▶ [ACTION ITEM]:
All lines of the listing that contain "exact" should be shown in full.

▶ [RECORDS PROVIDED]:
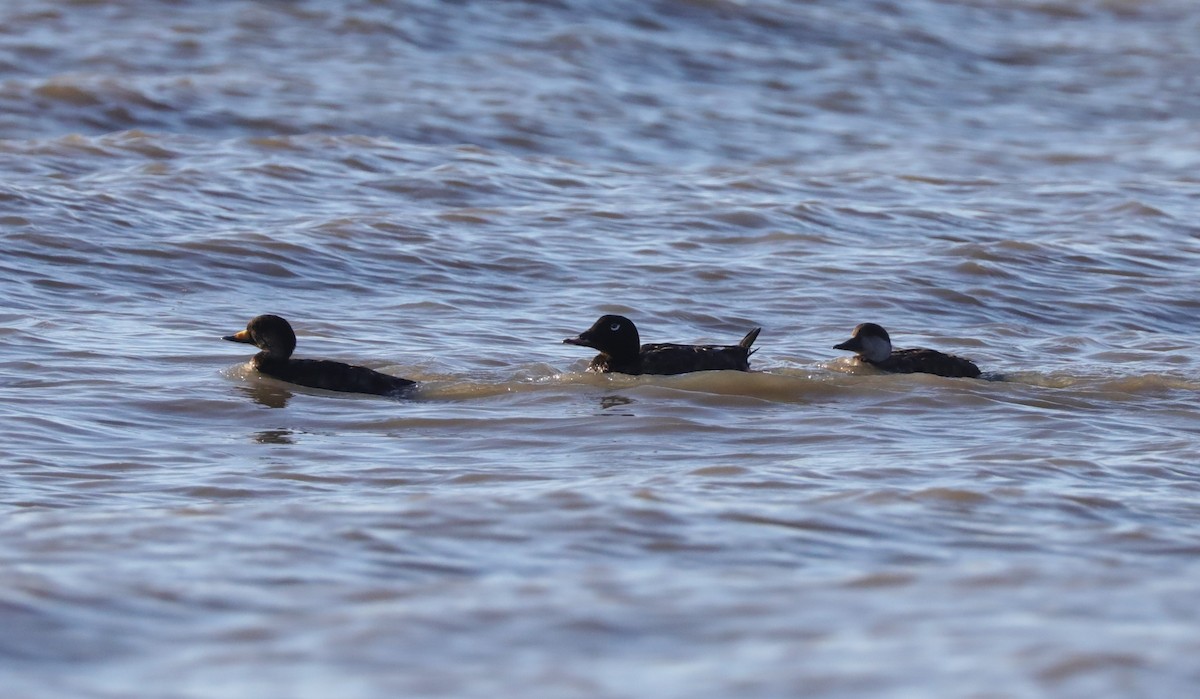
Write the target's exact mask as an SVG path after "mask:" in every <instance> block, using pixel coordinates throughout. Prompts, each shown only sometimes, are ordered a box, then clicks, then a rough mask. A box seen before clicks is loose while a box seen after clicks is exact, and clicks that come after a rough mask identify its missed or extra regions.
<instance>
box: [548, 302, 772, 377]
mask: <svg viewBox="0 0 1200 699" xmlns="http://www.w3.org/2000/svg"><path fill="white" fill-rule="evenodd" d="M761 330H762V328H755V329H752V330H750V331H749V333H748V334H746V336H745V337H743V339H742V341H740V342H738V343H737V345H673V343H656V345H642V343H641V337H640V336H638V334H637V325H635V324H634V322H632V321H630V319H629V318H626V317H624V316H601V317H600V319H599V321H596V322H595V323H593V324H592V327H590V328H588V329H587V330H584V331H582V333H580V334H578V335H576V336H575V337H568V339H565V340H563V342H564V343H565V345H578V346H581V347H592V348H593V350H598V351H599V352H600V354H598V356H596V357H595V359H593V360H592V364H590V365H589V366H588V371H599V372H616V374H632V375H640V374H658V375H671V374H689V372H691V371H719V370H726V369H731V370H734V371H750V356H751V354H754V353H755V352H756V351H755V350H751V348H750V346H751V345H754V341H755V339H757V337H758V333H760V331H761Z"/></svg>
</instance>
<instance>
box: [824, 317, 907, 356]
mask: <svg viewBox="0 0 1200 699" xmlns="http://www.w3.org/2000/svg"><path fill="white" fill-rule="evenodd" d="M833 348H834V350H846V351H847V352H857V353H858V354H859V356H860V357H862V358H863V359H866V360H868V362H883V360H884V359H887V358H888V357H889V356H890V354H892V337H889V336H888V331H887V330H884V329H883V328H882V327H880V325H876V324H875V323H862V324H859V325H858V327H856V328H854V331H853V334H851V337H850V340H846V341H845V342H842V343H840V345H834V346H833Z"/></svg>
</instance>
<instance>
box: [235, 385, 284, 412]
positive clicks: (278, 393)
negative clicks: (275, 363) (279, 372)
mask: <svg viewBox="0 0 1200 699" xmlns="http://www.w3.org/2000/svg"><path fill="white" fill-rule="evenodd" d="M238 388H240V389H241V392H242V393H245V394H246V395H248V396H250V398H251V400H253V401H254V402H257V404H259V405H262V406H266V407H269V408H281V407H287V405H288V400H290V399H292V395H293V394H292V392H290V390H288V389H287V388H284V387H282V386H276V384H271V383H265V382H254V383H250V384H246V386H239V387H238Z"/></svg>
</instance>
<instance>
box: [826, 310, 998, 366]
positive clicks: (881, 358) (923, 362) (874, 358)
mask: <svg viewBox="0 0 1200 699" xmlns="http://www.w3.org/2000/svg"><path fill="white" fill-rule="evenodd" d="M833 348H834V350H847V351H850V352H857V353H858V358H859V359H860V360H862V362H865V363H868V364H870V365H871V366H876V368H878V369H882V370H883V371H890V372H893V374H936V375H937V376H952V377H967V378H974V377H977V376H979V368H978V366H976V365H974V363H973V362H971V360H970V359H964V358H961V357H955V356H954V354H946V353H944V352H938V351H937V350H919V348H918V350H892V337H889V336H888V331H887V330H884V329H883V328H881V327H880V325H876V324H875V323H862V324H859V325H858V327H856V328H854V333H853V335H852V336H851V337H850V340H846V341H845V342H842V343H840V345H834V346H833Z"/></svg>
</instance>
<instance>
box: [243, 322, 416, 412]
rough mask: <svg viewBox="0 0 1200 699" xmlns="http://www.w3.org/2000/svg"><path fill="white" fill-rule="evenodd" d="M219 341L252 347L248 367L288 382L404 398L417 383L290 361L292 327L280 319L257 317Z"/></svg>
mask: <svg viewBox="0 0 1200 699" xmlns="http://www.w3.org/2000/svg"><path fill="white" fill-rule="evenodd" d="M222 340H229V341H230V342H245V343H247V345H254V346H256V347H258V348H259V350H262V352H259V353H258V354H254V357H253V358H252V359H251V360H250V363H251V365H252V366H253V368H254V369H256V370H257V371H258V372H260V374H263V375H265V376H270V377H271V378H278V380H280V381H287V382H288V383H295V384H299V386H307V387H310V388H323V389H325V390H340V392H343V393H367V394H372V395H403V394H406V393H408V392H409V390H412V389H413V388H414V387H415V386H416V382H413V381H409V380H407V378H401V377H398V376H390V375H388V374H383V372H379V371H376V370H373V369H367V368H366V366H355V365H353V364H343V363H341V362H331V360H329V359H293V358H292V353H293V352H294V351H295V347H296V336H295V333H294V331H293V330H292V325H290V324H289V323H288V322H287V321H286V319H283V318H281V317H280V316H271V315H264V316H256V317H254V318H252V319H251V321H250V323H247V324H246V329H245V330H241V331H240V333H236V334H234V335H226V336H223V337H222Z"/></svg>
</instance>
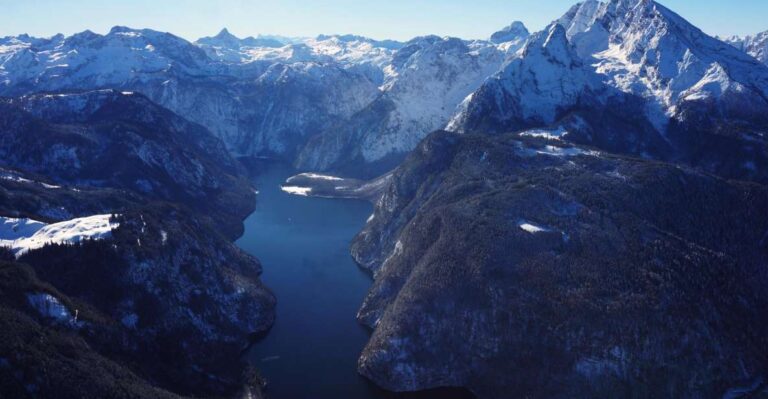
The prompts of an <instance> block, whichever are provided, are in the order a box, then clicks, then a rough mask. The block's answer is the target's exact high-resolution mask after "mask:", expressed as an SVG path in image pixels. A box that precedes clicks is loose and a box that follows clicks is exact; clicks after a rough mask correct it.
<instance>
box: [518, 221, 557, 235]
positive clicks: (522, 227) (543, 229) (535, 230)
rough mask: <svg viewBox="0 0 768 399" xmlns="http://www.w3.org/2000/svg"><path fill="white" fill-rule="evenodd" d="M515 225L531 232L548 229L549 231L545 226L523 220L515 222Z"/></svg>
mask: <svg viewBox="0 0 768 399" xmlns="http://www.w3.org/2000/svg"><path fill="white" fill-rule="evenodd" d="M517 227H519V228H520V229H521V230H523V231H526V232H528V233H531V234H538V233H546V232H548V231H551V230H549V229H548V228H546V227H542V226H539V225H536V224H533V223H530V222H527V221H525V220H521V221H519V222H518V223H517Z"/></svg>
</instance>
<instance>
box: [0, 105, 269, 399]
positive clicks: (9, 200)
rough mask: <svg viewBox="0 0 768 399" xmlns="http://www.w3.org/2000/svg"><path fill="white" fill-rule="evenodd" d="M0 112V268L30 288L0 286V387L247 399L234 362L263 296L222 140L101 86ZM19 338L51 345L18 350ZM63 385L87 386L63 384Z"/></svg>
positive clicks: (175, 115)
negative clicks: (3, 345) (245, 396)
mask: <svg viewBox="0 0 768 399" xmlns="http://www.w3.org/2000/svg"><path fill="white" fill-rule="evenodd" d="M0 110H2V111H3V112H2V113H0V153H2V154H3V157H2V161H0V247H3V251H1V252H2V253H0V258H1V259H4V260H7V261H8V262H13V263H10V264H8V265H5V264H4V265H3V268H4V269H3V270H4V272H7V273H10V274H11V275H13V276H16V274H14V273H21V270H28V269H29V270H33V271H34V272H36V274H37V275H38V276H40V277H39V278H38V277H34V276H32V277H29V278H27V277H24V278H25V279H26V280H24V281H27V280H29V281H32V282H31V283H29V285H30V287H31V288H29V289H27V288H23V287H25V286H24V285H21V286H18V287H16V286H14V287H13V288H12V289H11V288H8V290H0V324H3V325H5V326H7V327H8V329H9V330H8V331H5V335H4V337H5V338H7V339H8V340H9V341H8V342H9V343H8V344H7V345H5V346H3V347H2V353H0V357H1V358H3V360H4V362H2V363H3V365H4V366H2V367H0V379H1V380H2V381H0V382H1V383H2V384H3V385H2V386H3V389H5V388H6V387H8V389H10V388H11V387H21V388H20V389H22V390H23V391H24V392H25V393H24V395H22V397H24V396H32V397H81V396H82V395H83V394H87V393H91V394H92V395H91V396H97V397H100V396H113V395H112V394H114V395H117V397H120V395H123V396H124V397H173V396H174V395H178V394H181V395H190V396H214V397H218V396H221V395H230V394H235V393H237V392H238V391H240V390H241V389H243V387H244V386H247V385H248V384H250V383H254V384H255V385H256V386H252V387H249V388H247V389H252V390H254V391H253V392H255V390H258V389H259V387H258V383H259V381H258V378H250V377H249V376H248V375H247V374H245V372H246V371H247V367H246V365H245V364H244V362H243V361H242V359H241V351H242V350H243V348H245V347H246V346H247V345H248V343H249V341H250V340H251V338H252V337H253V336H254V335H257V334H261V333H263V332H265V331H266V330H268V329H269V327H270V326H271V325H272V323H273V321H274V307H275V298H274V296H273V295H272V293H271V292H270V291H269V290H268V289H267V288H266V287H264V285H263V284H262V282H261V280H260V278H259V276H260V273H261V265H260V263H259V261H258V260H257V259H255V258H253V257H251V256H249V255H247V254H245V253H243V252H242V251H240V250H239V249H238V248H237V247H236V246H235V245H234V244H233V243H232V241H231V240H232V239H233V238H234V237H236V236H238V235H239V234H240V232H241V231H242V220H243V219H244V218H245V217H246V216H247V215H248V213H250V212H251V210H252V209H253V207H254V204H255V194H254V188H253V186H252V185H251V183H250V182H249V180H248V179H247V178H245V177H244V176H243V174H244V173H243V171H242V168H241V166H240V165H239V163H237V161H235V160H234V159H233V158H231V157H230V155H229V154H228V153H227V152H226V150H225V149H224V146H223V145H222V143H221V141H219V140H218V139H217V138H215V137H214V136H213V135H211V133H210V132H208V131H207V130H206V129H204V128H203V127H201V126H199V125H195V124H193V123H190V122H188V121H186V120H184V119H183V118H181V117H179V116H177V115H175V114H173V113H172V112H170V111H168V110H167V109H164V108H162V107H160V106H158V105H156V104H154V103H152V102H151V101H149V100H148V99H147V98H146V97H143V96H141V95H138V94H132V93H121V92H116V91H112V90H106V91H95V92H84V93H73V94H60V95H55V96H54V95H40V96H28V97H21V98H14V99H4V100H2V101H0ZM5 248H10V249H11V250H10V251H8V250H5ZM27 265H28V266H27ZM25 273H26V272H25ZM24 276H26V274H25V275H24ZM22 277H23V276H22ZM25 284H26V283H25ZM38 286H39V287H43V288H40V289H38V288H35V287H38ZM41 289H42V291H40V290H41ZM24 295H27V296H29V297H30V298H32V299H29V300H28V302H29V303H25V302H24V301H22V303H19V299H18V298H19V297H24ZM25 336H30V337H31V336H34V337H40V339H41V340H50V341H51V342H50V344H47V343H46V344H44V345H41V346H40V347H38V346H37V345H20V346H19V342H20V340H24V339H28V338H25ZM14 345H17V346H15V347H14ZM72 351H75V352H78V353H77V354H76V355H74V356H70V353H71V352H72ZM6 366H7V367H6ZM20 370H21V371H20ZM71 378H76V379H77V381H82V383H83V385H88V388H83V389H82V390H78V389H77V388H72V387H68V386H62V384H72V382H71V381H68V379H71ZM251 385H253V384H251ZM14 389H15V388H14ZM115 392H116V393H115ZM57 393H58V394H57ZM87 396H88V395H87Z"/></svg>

▶ [EXERCISE SOLUTION]:
Write the target's exact mask as an SVG path after "mask:" in every <instance> block, using pixel coordinates throughout. Prompts, each shown only sometimes, are ordered a box, then clicks, then a rough mask. A box seen before clicks is loose while a box seen after clicks is exact, and clicks that come after a rough mask identify its missed or extra regions.
The prompts of an <instance> block, whichever are provided, are in the order a box, then clicks, then a rough mask. The block's answer is the target's exact high-resolution mask after "mask:", expressed as an SVG path in image pixels. A box that precedes clicks is loose and a box that follows clicks is exact; clicks after a rough mask correct it.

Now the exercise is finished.